§ **GIVEN TASK**:
Rewrite the rows below, changing "bounding box" to "bounding rectangle" wherever it appears and keeping everything else the same.

* Start DATA LISTING *

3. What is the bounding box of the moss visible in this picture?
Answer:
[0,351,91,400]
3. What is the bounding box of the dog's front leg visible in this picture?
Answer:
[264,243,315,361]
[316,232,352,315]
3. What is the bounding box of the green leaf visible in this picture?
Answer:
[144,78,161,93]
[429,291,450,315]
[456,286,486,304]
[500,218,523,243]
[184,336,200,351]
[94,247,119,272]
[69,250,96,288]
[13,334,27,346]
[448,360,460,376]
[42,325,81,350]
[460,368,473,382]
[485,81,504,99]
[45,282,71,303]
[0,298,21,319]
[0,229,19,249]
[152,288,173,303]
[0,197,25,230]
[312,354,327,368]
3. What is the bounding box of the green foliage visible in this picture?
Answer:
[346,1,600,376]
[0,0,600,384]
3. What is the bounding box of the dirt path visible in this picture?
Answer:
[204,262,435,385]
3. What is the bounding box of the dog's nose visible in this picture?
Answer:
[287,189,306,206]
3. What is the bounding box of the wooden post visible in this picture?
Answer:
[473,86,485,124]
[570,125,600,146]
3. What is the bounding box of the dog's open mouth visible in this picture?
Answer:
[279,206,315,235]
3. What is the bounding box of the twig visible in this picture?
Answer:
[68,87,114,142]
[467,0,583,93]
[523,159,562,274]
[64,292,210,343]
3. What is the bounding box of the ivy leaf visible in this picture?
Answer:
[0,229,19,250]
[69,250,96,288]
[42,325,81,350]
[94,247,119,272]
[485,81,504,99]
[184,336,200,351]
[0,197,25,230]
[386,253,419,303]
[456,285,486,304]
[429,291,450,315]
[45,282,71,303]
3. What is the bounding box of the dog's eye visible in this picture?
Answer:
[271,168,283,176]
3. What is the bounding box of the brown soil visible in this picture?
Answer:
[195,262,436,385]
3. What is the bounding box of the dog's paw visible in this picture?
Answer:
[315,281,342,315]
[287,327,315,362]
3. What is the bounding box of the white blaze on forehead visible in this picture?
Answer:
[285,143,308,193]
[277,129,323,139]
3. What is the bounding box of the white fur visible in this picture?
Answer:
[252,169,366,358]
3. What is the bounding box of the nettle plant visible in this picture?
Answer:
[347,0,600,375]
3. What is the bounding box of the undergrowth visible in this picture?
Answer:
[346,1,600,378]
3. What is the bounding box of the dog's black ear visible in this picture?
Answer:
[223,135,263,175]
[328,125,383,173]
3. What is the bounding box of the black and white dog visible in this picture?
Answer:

* End DATA LISTING *

§ **WRITTEN SOLUTION**:
3. What is the bounding rectangle of the moss visible in this picture?
Answer:
[0,351,91,400]
3. What is the bounding rectangle of the dog's front leg visible in this picture?
Answer:
[264,243,315,361]
[316,232,352,315]
3. What is the bounding rectangle of the green leaf visible in this picture?
Answer:
[144,78,161,93]
[429,291,450,315]
[456,286,486,304]
[500,218,523,243]
[184,336,200,351]
[94,247,119,272]
[69,250,96,288]
[13,334,27,346]
[448,360,460,376]
[42,325,81,350]
[460,368,473,382]
[485,81,504,99]
[45,282,71,303]
[0,298,21,319]
[0,229,19,249]
[152,288,173,303]
[0,197,25,230]
[312,354,327,368]
3. What is the bounding rectangle of the green foliage visible in this picture?
Answer:
[346,1,600,376]
[0,0,600,384]
3. What is the bounding rectangle of the dirt path visible in this picture?
Answer:
[204,262,435,385]
3. What is the bounding rectangle of the dog's nose visible in this picture?
Answer:
[287,189,306,206]
3. What is the bounding rectangle of the wooden post visible in this picture?
Answer:
[473,86,485,124]
[570,125,600,146]
3. What is the bounding rectangle of the dog's open mouth visible in this picture?
Answer:
[279,206,315,235]
3. What is the bounding rectangle of the twig visible in this picture?
Answer:
[68,87,114,142]
[467,0,583,93]
[523,159,562,274]
[64,292,210,343]
3. What is the bounding rectangle of the ivy leaf visible in this picture?
Answer:
[0,229,19,250]
[69,250,96,288]
[42,325,81,350]
[94,247,119,272]
[485,81,504,99]
[184,336,200,351]
[0,197,25,230]
[386,253,419,303]
[456,285,486,304]
[429,291,450,315]
[45,282,71,303]
3. What is the bounding rectangle of the dog's eye visible in this picture?
Answer:
[271,168,283,176]
3. What is the bounding rectangle of the brown soil visible in this picture?
Answer:
[195,262,436,385]
3. What is the bounding rectangle of the dog's paw visible in this picture?
Answer:
[315,281,342,315]
[287,327,315,362]
3. What is the bounding rectangle of the white blaze on forehead visible in this picture?
Answer:
[285,143,308,193]
[277,129,323,139]
3. What is the bounding rectangle of the white fur visible in this picture?
Answer:
[252,169,366,358]
3. What is the bounding rectangle of the nettle plant visible in this picture?
Answer:
[347,0,600,375]
3. What is the bounding rectangle of the undergrowth visible in this picture?
Answer:
[346,1,600,378]
3. What is the bounding rectangle of the dog's black ear visible in this picture?
Answer:
[223,135,263,175]
[328,125,383,173]
3. What is the bounding rectangle of the black and white dog visible in this picture?
Answer:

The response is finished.